[WHAT IS BEING ASKED]: Write out everything from the line containing "Where can the wooden" down to the line containing "point(518, 312)", requests included, shifting every coordinate in the answers up by 81. Leave the sample points inside the requests unchanged.

A block of data
----

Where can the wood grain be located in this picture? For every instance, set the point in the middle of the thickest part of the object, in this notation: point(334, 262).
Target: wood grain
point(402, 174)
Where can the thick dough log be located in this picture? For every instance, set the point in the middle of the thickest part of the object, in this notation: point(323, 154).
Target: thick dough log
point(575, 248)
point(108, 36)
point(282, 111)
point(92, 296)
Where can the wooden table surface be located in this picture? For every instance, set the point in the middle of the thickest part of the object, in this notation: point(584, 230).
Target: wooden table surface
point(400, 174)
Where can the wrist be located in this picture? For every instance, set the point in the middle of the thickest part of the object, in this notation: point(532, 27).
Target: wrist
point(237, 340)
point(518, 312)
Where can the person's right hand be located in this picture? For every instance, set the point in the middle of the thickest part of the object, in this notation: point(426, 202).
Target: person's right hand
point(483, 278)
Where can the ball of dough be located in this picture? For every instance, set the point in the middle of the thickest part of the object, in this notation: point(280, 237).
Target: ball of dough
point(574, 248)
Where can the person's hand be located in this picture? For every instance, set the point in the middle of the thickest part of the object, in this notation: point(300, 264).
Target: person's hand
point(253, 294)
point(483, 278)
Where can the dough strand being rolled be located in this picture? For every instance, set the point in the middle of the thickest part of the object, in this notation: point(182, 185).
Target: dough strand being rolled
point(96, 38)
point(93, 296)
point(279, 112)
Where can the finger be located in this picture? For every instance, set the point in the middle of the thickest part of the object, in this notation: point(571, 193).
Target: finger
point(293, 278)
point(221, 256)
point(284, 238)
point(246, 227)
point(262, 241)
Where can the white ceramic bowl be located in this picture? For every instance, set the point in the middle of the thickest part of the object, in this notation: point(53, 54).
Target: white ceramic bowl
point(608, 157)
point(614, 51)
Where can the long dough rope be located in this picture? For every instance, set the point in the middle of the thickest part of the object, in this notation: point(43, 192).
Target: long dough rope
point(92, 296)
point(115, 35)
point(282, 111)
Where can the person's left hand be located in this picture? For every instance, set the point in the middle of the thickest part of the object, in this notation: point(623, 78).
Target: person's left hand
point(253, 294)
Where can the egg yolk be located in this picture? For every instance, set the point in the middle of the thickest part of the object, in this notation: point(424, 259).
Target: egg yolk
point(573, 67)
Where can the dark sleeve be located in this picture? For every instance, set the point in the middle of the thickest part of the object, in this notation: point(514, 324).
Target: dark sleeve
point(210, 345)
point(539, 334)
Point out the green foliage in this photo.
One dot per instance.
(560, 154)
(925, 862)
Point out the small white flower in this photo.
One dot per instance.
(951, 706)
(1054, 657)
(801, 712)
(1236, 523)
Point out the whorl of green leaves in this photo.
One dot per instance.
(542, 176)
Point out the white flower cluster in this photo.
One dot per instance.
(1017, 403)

----

[WRITTEN SOLUTION]:
Where can the wooden table surface be located in this picture? For every instance, set the point in the middle of the thickest part of the object, in this notation: point(584, 230).
Target: wooden table surface
point(481, 255)
Where can the wrist be located in this picture? For every instance, set the point in the middle of the thickest part of the object, in this notation: point(532, 27).
Target: wrist
point(318, 421)
point(599, 393)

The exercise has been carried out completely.